*WORK REQUIRED*.
Quote the whole listing word for word, please.

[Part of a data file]

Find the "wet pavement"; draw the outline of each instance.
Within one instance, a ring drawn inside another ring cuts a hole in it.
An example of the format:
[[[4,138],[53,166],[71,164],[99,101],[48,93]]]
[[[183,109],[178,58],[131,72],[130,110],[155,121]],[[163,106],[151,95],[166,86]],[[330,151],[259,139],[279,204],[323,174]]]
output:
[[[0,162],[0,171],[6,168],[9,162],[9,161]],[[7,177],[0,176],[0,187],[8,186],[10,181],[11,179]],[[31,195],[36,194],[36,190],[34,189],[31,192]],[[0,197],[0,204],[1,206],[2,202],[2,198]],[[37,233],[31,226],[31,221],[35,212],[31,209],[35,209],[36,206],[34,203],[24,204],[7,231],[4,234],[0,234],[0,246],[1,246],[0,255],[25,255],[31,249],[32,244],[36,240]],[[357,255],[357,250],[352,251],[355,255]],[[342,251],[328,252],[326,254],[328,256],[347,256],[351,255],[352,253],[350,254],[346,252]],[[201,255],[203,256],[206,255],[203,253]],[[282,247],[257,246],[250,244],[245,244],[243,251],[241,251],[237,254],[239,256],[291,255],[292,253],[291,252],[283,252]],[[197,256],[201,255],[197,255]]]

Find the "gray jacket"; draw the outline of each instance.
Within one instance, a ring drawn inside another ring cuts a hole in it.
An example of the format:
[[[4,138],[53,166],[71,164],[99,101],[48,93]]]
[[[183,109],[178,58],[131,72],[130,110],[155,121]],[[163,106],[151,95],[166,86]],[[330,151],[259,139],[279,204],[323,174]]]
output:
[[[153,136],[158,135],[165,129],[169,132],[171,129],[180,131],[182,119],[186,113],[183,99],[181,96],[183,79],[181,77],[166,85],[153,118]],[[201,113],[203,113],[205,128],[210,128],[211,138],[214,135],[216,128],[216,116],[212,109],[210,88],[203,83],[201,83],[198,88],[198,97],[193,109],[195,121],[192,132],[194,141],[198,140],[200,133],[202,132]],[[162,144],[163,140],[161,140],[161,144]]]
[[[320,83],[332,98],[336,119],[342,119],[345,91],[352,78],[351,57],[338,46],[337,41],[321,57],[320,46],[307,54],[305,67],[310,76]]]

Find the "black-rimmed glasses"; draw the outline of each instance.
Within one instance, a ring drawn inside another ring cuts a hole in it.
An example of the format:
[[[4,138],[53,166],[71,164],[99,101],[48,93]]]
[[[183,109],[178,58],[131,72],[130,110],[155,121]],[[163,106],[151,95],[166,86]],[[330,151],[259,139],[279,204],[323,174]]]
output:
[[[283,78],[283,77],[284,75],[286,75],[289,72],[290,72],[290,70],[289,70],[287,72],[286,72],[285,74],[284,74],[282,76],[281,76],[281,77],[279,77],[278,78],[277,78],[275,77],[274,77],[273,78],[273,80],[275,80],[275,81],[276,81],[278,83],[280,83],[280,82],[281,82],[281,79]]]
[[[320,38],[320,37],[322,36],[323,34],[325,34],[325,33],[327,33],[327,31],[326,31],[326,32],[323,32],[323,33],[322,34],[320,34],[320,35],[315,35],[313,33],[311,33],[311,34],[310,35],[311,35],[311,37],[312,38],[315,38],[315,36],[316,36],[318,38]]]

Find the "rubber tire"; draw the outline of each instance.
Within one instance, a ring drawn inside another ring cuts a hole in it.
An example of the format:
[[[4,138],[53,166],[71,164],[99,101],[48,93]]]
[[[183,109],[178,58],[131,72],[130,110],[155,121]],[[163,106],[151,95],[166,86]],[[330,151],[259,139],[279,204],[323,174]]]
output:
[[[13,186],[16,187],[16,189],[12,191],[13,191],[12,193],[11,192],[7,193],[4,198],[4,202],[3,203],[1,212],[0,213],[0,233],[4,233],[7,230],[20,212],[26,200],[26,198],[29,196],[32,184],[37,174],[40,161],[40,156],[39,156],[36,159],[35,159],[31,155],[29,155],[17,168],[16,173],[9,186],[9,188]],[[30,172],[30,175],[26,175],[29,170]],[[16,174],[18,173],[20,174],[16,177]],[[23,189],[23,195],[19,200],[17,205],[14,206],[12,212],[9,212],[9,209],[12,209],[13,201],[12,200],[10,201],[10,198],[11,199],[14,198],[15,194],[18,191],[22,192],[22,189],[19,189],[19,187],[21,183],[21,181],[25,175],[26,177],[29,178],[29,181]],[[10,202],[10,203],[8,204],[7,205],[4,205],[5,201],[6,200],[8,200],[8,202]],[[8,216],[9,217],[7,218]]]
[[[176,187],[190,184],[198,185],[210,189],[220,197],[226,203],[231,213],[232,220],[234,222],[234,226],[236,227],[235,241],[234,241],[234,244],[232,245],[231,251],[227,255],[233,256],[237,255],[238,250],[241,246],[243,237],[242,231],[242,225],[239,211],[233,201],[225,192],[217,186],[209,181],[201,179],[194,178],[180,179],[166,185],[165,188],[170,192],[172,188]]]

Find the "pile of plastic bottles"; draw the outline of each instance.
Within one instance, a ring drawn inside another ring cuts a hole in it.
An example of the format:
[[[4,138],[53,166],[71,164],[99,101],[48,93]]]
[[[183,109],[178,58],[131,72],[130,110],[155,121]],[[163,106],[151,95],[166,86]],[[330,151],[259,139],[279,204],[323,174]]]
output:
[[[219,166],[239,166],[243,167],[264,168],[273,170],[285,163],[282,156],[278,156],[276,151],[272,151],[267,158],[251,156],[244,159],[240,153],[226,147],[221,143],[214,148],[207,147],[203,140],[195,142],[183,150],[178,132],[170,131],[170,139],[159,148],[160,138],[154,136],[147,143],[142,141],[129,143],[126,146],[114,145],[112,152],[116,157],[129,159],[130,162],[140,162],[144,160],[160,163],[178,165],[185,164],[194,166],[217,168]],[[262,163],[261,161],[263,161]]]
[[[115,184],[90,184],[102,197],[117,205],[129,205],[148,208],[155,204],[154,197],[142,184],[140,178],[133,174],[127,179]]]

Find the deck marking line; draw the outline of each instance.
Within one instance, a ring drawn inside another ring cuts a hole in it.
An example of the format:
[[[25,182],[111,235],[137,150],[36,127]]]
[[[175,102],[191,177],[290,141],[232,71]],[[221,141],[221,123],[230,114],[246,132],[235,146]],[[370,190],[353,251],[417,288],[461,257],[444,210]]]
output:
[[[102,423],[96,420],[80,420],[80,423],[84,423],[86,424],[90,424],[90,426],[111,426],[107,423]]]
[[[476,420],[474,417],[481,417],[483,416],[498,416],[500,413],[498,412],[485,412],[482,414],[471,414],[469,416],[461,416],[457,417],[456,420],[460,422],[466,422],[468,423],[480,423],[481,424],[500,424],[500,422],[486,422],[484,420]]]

*CORRECT RESPONSE*.
Find the "wet pavement"; draw the outline of each instance.
Within one instance, a ring drawn inside another ring cuts a hole in it.
An example of the format:
[[[4,138],[53,166],[71,164],[99,101],[48,93]]]
[[[183,109],[178,58],[131,72],[130,110],[155,121]],[[163,106],[151,95],[166,86]],[[330,151],[259,139],[279,204],[323,174]]]
output:
[[[0,162],[0,171],[6,168],[9,162],[9,161]],[[7,177],[0,176],[0,187],[8,186],[10,181],[11,179]],[[31,195],[36,194],[36,190],[34,189],[31,192]],[[0,197],[0,204],[1,206],[2,202],[2,198]],[[37,233],[31,226],[31,221],[35,212],[31,209],[35,209],[36,206],[34,203],[24,204],[7,231],[4,234],[0,234],[0,246],[1,246],[0,255],[25,255],[31,249],[32,244],[36,240]],[[357,255],[357,250],[352,251],[355,255]],[[342,251],[328,252],[326,254],[328,256],[347,256],[351,255],[352,253],[350,254],[346,252]],[[201,255],[203,256],[206,255],[203,253]],[[282,247],[257,246],[250,244],[245,244],[243,251],[241,251],[237,254],[239,256],[291,255],[292,253],[291,252],[283,252]],[[197,256],[201,255],[197,255]]]

Find the "gray jacket"; draw the outline of each instance.
Within one instance, a ring drawn inside another ring cuts a hole in it.
An example of the format:
[[[4,138],[53,166],[71,164],[99,101],[48,93]]]
[[[183,109],[178,58],[131,72],[130,110],[155,121]],[[163,106],[151,95],[166,86]],[[330,151],[259,139],[279,204],[323,174]]]
output:
[[[153,136],[158,135],[165,129],[169,132],[171,129],[180,131],[182,119],[186,113],[183,99],[181,96],[183,79],[181,77],[166,85],[153,118]],[[201,113],[203,113],[205,128],[210,128],[211,138],[214,135],[216,128],[216,116],[212,109],[210,88],[203,83],[201,83],[198,88],[198,97],[193,109],[195,121],[192,132],[194,141],[198,140],[200,133],[202,132]],[[162,144],[163,140],[161,140],[161,144]]]
[[[320,83],[332,98],[336,119],[342,119],[345,91],[352,78],[351,57],[338,46],[337,41],[321,57],[320,46],[307,54],[305,67],[310,76]]]

Find the "black-rimmed glasses"; draw the outline of each instance.
Within one instance, a ring drawn inside another ring cuts a hole in it.
An example of the format:
[[[4,138],[53,166],[71,164],[99,101],[48,93]]]
[[[183,109],[178,58],[131,72],[130,110],[155,121]],[[163,106],[151,95],[166,86]],[[330,151],[259,139],[279,204],[323,174]]]
output:
[[[283,78],[283,77],[284,75],[286,75],[289,72],[290,72],[290,70],[289,70],[287,72],[286,72],[285,74],[284,74],[282,76],[281,76],[281,77],[279,77],[278,78],[277,78],[275,77],[274,77],[273,78],[273,80],[275,80],[275,81],[276,81],[278,83],[280,83],[280,82],[281,82],[281,79]]]
[[[320,38],[320,37],[322,36],[323,34],[325,34],[325,33],[327,33],[327,31],[326,31],[326,32],[323,32],[323,33],[322,34],[320,34],[320,35],[315,35],[313,33],[311,33],[311,34],[310,35],[311,35],[311,37],[312,38],[315,38],[315,36],[316,36],[318,38]]]

Find the "rubber tire"; draw the outline of each instance.
Within one instance, a ring drawn inside another ring cuts a hole in it.
An example of the format:
[[[4,138],[53,166],[71,164],[99,101],[48,93]]]
[[[183,109],[178,58],[131,72],[130,110],[155,121]],[[163,106],[151,95],[166,86]],[[330,151],[259,139],[279,204],[323,174]]]
output:
[[[13,186],[16,187],[16,189],[12,191],[13,191],[12,193],[11,192],[7,193],[4,198],[4,202],[3,203],[1,212],[0,213],[0,233],[4,233],[7,230],[20,212],[26,200],[26,198],[29,196],[32,184],[37,174],[40,161],[40,156],[39,156],[36,159],[35,159],[31,155],[29,155],[17,168],[16,173],[9,186],[9,188]],[[30,172],[30,175],[26,175],[29,170]],[[16,174],[18,173],[20,174],[16,177]],[[23,189],[23,195],[19,200],[17,205],[14,206],[12,212],[9,212],[9,209],[12,209],[13,201],[12,200],[10,201],[10,198],[11,199],[14,198],[15,194],[18,191],[22,192],[22,189],[19,189],[19,187],[21,183],[21,181],[25,175],[26,177],[29,178],[29,181]],[[10,202],[10,203],[8,204],[7,205],[4,205],[5,201],[6,200],[8,200],[8,202]],[[8,216],[9,217],[7,218]]]
[[[176,187],[190,184],[198,185],[210,189],[220,197],[226,203],[231,213],[232,220],[234,222],[234,226],[236,227],[235,241],[234,241],[234,244],[232,245],[231,251],[227,255],[233,256],[237,255],[238,250],[241,246],[243,237],[242,231],[242,225],[239,211],[233,201],[225,192],[217,186],[209,181],[201,179],[194,178],[180,179],[166,185],[165,188],[170,192],[172,188]]]

Find the "pile of plastic bottles"; draw the outline of each instance.
Within one instance, a ring drawn inside another ring cuts a hole in it.
An example of the format:
[[[4,138],[53,166],[71,164],[99,101],[48,93]]]
[[[183,109],[178,58],[131,72],[130,110],[155,121]],[[163,106],[151,95],[166,86]],[[330,151],[259,139],[279,204],[323,174]]]
output:
[[[219,166],[239,166],[243,167],[264,168],[273,170],[285,163],[282,156],[278,156],[276,151],[272,151],[267,158],[251,156],[244,159],[240,153],[226,147],[221,143],[214,148],[207,147],[203,140],[195,142],[183,150],[178,132],[170,131],[170,139],[159,148],[160,138],[154,136],[147,143],[142,141],[129,143],[126,146],[114,145],[112,152],[116,157],[129,159],[130,162],[140,162],[144,160],[160,163],[178,165],[185,164],[194,166],[217,168]],[[262,163],[261,161],[263,161]]]
[[[115,184],[90,184],[102,197],[117,205],[129,205],[148,208],[155,204],[154,197],[142,184],[140,178],[133,174],[127,179]]]

Find the deck marking line; draw the outline of each instance.
Within one instance, a ring drawn inside another ring cuts a hole in it.
An example of the format:
[[[25,182],[111,235],[137,150],[36,127]]]
[[[175,102],[191,177],[290,141],[232,71]],[[221,141],[221,123],[230,114],[246,132],[235,146]],[[370,190],[353,251],[417,288],[461,257],[444,210]]]
output:
[[[102,423],[96,420],[80,420],[80,423],[84,423],[86,424],[90,424],[90,426],[111,426],[107,423]]]
[[[476,420],[474,417],[481,417],[483,416],[498,416],[500,413],[498,412],[485,412],[482,414],[471,414],[469,416],[461,416],[457,417],[456,420],[460,422],[466,422],[468,423],[480,423],[481,424],[500,424],[500,422],[486,422],[484,420]]]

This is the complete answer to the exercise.